[INSTRUCTIONS FOR THE TASK] Rewrite the stretch of data from the line containing "Pick out the tree" through the line containing "pixel 392 220", putting "place one point" in place of "set one pin" and leaving everything else the same.

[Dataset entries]
---
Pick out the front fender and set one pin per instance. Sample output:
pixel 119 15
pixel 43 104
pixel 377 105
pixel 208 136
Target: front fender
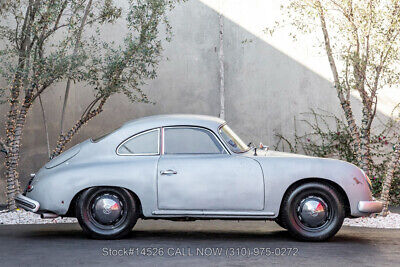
pixel 55 188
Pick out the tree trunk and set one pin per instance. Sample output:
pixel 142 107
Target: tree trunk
pixel 76 47
pixel 66 138
pixel 387 183
pixel 221 68
pixel 365 141
pixel 344 103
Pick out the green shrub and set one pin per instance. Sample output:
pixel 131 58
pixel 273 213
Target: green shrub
pixel 330 137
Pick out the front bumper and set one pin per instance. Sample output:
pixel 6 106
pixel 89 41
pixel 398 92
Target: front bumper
pixel 370 206
pixel 27 203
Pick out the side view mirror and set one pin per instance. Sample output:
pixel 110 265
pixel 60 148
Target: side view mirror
pixel 266 148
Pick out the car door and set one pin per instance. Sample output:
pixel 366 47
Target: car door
pixel 196 172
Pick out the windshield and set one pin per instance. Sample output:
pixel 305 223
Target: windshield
pixel 234 142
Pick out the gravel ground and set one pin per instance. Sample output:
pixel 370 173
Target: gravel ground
pixel 23 217
pixel 392 220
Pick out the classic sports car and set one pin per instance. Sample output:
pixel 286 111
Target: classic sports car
pixel 187 167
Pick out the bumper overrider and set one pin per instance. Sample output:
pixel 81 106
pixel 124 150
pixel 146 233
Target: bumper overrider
pixel 27 203
pixel 370 206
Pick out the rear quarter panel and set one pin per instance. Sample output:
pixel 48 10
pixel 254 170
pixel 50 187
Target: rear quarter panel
pixel 282 172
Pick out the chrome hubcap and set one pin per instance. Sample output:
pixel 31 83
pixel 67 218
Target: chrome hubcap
pixel 107 209
pixel 313 211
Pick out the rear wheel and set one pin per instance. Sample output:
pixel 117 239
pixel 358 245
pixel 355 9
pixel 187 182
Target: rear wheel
pixel 313 212
pixel 106 212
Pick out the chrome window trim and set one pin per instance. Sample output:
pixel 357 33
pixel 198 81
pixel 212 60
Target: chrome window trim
pixel 195 127
pixel 140 154
pixel 227 145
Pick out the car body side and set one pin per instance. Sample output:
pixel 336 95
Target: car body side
pixel 97 164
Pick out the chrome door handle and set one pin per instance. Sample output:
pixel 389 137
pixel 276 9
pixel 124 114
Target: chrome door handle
pixel 168 172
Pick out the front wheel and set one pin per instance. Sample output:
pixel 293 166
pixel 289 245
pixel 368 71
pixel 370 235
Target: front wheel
pixel 106 212
pixel 313 211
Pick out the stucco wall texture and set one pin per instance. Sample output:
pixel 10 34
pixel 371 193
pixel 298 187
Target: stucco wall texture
pixel 265 88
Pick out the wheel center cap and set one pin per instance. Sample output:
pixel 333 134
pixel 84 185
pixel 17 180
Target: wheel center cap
pixel 313 211
pixel 107 209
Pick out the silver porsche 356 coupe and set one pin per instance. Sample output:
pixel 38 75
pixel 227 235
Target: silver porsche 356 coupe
pixel 188 167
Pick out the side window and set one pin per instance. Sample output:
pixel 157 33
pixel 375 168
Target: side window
pixel 191 141
pixel 141 144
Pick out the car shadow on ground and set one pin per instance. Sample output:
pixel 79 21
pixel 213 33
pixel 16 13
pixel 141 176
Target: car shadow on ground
pixel 188 235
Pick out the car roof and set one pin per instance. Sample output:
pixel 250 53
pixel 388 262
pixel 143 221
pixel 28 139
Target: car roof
pixel 174 120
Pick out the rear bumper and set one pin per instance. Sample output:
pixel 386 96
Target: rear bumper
pixel 370 206
pixel 27 203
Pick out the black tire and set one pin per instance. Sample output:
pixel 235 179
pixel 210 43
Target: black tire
pixel 301 220
pixel 125 211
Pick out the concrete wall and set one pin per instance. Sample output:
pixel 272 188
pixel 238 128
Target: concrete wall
pixel 265 86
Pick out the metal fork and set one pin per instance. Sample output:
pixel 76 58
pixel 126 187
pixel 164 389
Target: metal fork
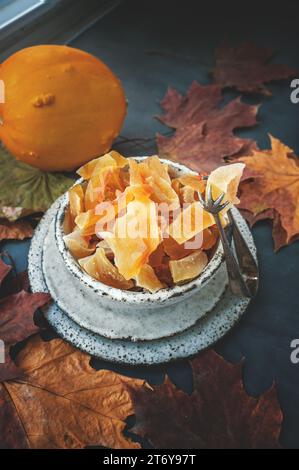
pixel 243 276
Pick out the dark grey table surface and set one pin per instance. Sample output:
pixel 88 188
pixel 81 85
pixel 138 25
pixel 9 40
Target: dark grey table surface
pixel 151 45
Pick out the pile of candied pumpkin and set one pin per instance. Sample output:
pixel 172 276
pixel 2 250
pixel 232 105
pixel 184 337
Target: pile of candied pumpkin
pixel 138 225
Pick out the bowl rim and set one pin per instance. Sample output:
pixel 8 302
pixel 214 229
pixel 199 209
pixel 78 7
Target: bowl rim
pixel 162 296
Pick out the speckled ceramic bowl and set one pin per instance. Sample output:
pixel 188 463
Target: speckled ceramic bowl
pixel 128 300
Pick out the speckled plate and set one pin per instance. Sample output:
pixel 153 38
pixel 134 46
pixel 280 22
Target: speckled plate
pixel 207 330
pixel 87 309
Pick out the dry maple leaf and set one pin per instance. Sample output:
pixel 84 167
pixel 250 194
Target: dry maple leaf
pixel 16 318
pixel 63 403
pixel 204 135
pixel 247 68
pixel 18 230
pixel 274 191
pixel 218 413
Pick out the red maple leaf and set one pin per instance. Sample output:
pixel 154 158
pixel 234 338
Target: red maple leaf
pixel 247 68
pixel 204 131
pixel 218 414
pixel 16 318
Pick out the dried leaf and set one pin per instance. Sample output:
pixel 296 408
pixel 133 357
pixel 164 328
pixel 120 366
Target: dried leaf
pixel 276 187
pixel 218 414
pixel 25 190
pixel 204 134
pixel 16 321
pixel 247 68
pixel 18 230
pixel 4 270
pixel 64 403
pixel 12 434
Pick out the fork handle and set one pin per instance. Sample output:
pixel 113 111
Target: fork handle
pixel 236 281
pixel 247 262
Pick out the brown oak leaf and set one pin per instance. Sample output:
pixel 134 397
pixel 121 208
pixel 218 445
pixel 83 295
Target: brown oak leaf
pixel 218 414
pixel 4 270
pixel 63 403
pixel 16 318
pixel 18 230
pixel 204 135
pixel 274 191
pixel 247 68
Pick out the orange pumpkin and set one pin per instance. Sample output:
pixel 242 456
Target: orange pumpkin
pixel 62 107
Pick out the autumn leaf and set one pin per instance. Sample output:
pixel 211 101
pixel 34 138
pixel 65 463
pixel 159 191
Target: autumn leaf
pixel 218 414
pixel 18 230
pixel 4 270
pixel 247 67
pixel 274 191
pixel 204 134
pixel 25 190
pixel 16 319
pixel 63 403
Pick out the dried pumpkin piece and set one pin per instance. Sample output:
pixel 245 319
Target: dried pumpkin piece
pixel 163 273
pixel 151 172
pixel 112 159
pixel 147 279
pixel 108 252
pixel 174 250
pixel 76 200
pixel 103 186
pixel 100 268
pixel 78 245
pixel 156 167
pixel 190 221
pixel 209 239
pixel 162 191
pixel 138 172
pixel 225 179
pixel 188 268
pixel 68 221
pixel 156 257
pixel 135 236
pixel 194 181
pixel 187 194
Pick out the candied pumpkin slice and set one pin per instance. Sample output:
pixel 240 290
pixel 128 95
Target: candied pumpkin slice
pixel 103 184
pixel 174 250
pixel 156 257
pixel 112 159
pixel 187 195
pixel 162 191
pixel 209 239
pixel 156 167
pixel 100 268
pixel 225 179
pixel 190 221
pixel 193 181
pixel 189 267
pixel 78 245
pixel 108 252
pixel 76 200
pixel 135 236
pixel 147 279
pixel 138 172
pixel 68 221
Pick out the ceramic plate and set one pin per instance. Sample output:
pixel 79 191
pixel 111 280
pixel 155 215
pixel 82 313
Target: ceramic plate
pixel 201 335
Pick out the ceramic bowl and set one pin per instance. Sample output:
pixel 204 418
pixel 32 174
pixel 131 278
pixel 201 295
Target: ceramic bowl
pixel 128 300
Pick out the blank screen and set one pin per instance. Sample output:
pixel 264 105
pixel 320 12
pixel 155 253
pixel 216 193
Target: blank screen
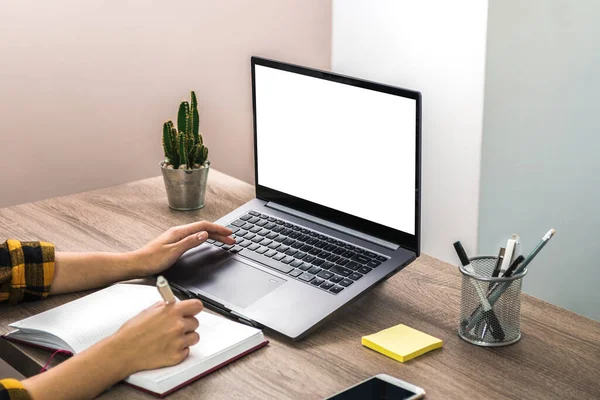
pixel 340 146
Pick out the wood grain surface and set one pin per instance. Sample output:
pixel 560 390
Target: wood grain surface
pixel 557 357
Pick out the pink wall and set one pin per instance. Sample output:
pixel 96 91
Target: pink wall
pixel 86 86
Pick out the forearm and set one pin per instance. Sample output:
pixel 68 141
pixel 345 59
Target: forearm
pixel 81 271
pixel 84 376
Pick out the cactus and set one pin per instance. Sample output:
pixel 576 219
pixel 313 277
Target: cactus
pixel 184 145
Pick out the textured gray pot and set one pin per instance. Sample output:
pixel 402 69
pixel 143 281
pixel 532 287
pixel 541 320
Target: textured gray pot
pixel 185 188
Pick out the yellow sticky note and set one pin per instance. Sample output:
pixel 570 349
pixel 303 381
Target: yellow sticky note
pixel 401 342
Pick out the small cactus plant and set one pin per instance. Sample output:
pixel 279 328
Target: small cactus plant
pixel 183 145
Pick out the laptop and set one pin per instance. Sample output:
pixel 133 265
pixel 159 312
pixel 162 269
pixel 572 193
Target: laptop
pixel 337 207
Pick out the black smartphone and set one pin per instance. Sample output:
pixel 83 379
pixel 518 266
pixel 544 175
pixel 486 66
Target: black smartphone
pixel 381 387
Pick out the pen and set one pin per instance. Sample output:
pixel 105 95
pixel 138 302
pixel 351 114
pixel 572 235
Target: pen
pixel 499 259
pixel 511 270
pixel 488 313
pixel 500 288
pixel 165 290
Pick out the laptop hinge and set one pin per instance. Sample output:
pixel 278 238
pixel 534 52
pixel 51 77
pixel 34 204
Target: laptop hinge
pixel 245 320
pixel 331 225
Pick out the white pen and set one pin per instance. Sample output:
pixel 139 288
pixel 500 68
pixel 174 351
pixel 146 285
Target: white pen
pixel 165 290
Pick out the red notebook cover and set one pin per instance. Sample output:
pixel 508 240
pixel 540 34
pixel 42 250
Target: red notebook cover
pixel 263 344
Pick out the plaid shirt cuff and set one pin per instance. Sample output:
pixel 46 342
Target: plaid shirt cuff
pixel 12 389
pixel 26 270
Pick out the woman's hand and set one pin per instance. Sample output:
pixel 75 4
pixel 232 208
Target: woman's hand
pixel 159 336
pixel 163 251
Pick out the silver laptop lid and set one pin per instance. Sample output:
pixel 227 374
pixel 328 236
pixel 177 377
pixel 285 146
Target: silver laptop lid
pixel 339 148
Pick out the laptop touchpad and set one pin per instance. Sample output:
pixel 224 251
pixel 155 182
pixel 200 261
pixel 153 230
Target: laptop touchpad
pixel 238 283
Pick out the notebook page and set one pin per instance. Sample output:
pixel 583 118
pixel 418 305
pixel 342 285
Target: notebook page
pixel 86 321
pixel 217 335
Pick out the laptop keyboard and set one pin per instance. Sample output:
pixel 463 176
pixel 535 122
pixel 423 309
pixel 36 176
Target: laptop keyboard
pixel 310 257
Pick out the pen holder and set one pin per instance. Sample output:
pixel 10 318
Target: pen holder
pixel 495 318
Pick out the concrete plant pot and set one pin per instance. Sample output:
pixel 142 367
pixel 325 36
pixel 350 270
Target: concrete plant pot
pixel 185 188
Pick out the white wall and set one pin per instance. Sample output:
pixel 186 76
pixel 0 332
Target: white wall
pixel 437 48
pixel 541 144
pixel 86 85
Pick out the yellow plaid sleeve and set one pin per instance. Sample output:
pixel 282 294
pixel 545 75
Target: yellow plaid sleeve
pixel 26 270
pixel 12 389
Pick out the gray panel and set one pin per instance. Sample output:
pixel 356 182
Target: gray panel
pixel 540 144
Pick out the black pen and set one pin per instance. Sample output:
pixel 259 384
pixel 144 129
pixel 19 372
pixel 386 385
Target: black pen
pixel 513 266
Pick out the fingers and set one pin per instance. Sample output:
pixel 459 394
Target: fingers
pixel 191 339
pixel 191 241
pixel 190 324
pixel 189 308
pixel 223 239
pixel 182 231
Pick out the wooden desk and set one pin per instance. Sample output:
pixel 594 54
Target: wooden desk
pixel 558 355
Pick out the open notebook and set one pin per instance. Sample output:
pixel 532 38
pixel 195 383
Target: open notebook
pixel 77 325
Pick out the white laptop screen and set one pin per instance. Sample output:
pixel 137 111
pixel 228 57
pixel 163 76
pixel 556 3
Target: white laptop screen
pixel 344 147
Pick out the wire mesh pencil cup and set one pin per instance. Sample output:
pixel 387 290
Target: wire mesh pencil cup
pixel 481 325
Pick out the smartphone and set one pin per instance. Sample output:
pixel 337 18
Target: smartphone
pixel 381 387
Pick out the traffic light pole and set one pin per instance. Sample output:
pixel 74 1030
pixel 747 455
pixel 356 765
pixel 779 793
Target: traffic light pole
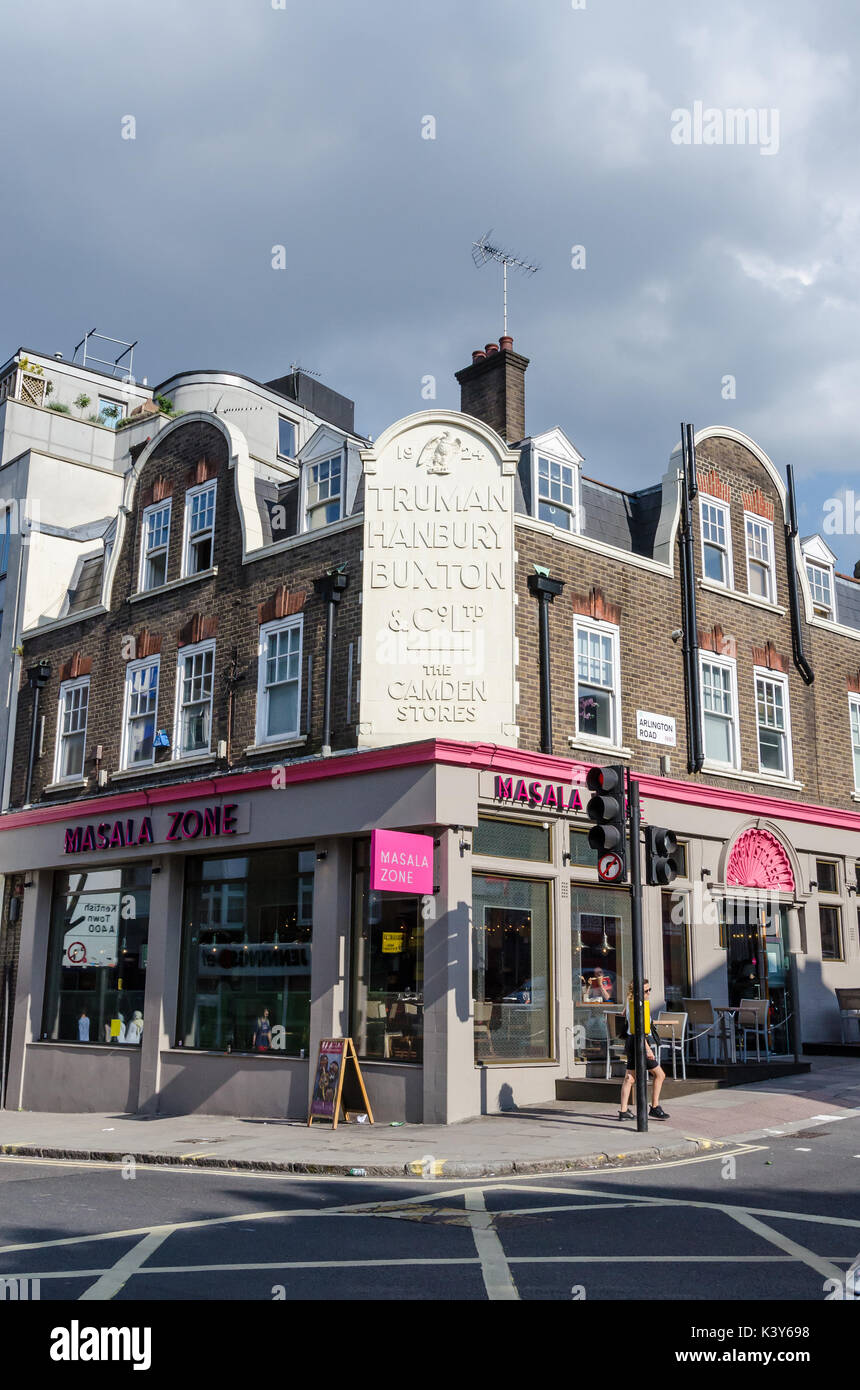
pixel 632 805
---
[EXPECTED ANSWER]
Pick out the tree trunk and place one point per instance. Sample output:
pixel 142 107
Target: tree trunk
pixel 76 47
pixel 66 138
pixel 387 183
pixel 221 68
pixel 365 141
pixel 344 103
Pick out the green shrub and place one point per instance. Sample output:
pixel 131 58
pixel 273 213
Target: green shrub
pixel 330 137
Pick out the front bumper and place one point per instance. Sample output:
pixel 6 106
pixel 89 41
pixel 398 92
Target: front bumper
pixel 370 206
pixel 27 203
Pick out the side view mirror and place one point per instance. Sample output:
pixel 110 265
pixel 60 148
Target: side view mirror
pixel 266 148
Pick out the car door and place one point per instance. Sample output:
pixel 366 47
Target: car door
pixel 196 172
Pick out the windshield and place one point per instance. Sample output:
pixel 305 223
Target: windshield
pixel 234 142
Pick out the gravel ground and place one point per instance. Sample output:
pixel 370 173
Target: gravel ground
pixel 23 217
pixel 392 220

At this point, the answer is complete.